Materials provided:
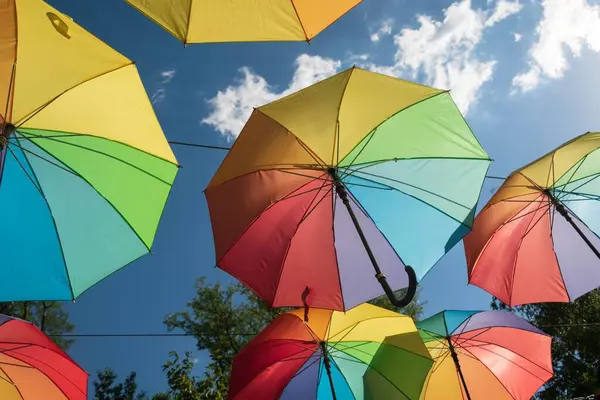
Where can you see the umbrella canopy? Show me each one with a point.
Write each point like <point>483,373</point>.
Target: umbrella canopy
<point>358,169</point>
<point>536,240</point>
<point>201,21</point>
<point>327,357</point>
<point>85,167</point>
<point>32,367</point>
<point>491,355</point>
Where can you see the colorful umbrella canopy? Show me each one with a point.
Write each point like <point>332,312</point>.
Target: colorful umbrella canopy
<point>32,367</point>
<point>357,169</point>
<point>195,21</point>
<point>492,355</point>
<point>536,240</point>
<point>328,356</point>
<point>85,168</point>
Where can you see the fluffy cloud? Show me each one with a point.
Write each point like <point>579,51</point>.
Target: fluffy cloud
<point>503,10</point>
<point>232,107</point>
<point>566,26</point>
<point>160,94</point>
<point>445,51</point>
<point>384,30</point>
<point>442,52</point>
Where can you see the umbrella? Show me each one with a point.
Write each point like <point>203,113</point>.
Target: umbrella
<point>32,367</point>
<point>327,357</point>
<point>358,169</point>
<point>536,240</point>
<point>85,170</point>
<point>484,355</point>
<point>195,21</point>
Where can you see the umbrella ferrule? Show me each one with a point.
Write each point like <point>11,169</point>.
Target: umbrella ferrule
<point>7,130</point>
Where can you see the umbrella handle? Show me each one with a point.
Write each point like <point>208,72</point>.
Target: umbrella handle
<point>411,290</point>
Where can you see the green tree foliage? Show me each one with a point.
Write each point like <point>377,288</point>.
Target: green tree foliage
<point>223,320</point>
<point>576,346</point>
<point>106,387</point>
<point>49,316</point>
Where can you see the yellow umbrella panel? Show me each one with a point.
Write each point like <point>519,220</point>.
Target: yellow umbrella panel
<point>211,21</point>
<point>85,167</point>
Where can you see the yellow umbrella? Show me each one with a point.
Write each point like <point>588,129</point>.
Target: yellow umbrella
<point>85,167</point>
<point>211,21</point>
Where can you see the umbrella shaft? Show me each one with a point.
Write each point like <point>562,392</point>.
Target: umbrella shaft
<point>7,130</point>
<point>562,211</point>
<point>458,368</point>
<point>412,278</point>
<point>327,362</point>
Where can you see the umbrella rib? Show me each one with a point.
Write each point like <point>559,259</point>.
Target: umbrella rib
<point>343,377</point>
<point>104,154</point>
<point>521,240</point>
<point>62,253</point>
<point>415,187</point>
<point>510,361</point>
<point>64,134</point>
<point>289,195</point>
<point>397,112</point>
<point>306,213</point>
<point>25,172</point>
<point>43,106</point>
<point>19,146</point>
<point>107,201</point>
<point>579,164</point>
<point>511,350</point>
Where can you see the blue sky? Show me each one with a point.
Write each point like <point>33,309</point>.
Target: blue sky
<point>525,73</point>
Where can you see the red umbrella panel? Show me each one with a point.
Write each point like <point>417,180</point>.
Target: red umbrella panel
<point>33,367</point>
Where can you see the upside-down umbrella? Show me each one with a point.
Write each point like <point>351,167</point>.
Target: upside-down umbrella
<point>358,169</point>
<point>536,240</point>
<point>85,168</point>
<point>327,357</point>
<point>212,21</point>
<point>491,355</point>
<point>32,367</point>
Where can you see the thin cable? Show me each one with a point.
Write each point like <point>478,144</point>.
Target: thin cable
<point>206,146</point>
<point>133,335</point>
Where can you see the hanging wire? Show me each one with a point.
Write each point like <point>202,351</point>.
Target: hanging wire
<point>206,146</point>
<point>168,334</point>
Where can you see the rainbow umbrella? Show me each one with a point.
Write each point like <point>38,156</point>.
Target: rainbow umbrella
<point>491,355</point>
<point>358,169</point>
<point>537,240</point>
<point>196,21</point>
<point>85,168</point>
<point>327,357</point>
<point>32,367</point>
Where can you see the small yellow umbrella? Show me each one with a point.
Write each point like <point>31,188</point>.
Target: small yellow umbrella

Required task:
Render all of the material above as a JSON list of strings, one string per line, skipping blank lines and leaving out the pictures.

Output of the task:
[
  "Where can you see the umbrella canopy? Show me each one with a point.",
  "Write each point like <point>483,373</point>.",
  "Target: umbrella canopy",
  "<point>358,169</point>",
  "<point>536,240</point>",
  "<point>201,21</point>",
  "<point>327,357</point>",
  "<point>85,167</point>",
  "<point>32,367</point>",
  "<point>491,355</point>",
  "Where can you see the colorful umbrella canopy? Show me each one with a point.",
  "Write each point like <point>332,312</point>.",
  "Target: colorful umbrella canopy",
  "<point>32,367</point>",
  "<point>357,169</point>",
  "<point>195,21</point>",
  "<point>492,355</point>",
  "<point>536,240</point>",
  "<point>328,356</point>",
  "<point>85,168</point>",
  "Where can you see the fluffy cloud? Show me each one with a point.",
  "Write each point like <point>579,51</point>.",
  "Target: fluffy cloud",
  "<point>503,10</point>",
  "<point>232,107</point>",
  "<point>566,26</point>",
  "<point>160,94</point>",
  "<point>445,51</point>",
  "<point>384,30</point>",
  "<point>442,52</point>",
  "Where can you see the umbrella? Show me each one with a point.",
  "Write each point like <point>203,113</point>.",
  "Target: umbrella",
  "<point>32,367</point>",
  "<point>327,357</point>",
  "<point>358,169</point>",
  "<point>536,240</point>",
  "<point>85,170</point>",
  "<point>484,355</point>",
  "<point>195,21</point>",
  "Where can you see the umbrella ferrule? Show me each one with a point.",
  "Write each point like <point>11,169</point>.",
  "Target: umbrella ferrule",
  "<point>7,130</point>",
  "Where can you see the umbrella handle? Show me each one with a point.",
  "Write each point like <point>208,72</point>.",
  "Target: umbrella handle",
  "<point>411,290</point>",
  "Where can you see the green tree foliage? Show me each one with a point.",
  "Write each point like <point>377,288</point>.",
  "Target: green tree foliage",
  "<point>223,320</point>",
  "<point>576,346</point>",
  "<point>106,387</point>",
  "<point>49,316</point>",
  "Where can you see the yellow umbrella panel? Show me each one with a point.",
  "Write each point like <point>519,220</point>.",
  "Target: yellow umbrella panel",
  "<point>211,21</point>",
  "<point>85,167</point>",
  "Where can you see the yellow umbrella? Show me each one with a point.",
  "Write each point like <point>588,129</point>.",
  "Target: yellow umbrella",
  "<point>85,167</point>",
  "<point>211,21</point>",
  "Where can you see the umbrella shaft? Show me each one with a point.",
  "Write each point like <point>562,392</point>.",
  "Target: umbrella shaft",
  "<point>7,130</point>",
  "<point>562,211</point>",
  "<point>458,368</point>",
  "<point>412,278</point>",
  "<point>327,362</point>",
  "Where can you see the umbrella rib? Show me each one with a point.",
  "Write each point like <point>559,259</point>.",
  "Target: umbrella rib",
  "<point>343,377</point>",
  "<point>104,154</point>",
  "<point>521,240</point>",
  "<point>62,253</point>",
  "<point>415,187</point>",
  "<point>510,361</point>",
  "<point>64,134</point>",
  "<point>289,195</point>",
  "<point>397,112</point>",
  "<point>306,213</point>",
  "<point>25,172</point>",
  "<point>43,106</point>",
  "<point>19,146</point>",
  "<point>107,201</point>",
  "<point>579,164</point>",
  "<point>511,350</point>",
  "Where can you see the blue sky? Show me each one with a point.",
  "Write each point like <point>33,309</point>.",
  "Target: blue sky",
  "<point>525,73</point>",
  "Where can you see the red umbrella panel? Show me each one with a point.",
  "Write each point like <point>417,180</point>.",
  "Target: red umbrella panel",
  "<point>33,367</point>",
  "Where can you see the upside-down umbrella? Show me each one with a point.",
  "Write each point like <point>351,167</point>.",
  "Target: upside-down umbrella",
  "<point>358,169</point>",
  "<point>536,240</point>",
  "<point>85,168</point>",
  "<point>327,357</point>",
  "<point>212,21</point>",
  "<point>491,355</point>",
  "<point>32,367</point>",
  "Where can you see the thin cable? Show me each one with a point.",
  "Write each point like <point>478,144</point>.",
  "Target: thin cable",
  "<point>206,146</point>",
  "<point>133,335</point>",
  "Where can you see the hanging wire? Show me each one with a point.",
  "Write each point like <point>202,351</point>.",
  "Target: hanging wire",
  "<point>206,146</point>",
  "<point>168,334</point>",
  "Where can you see the rainbow umbrella? Show me each one with a point.",
  "Write each point like <point>38,156</point>.",
  "Target: rainbow umbrella",
  "<point>491,355</point>",
  "<point>358,169</point>",
  "<point>537,240</point>",
  "<point>196,21</point>",
  "<point>85,168</point>",
  "<point>327,357</point>",
  "<point>32,367</point>",
  "Where can you see the small yellow umbrella? Show me each one with a point.",
  "Write each point like <point>31,188</point>.",
  "Target: small yellow umbrella"
]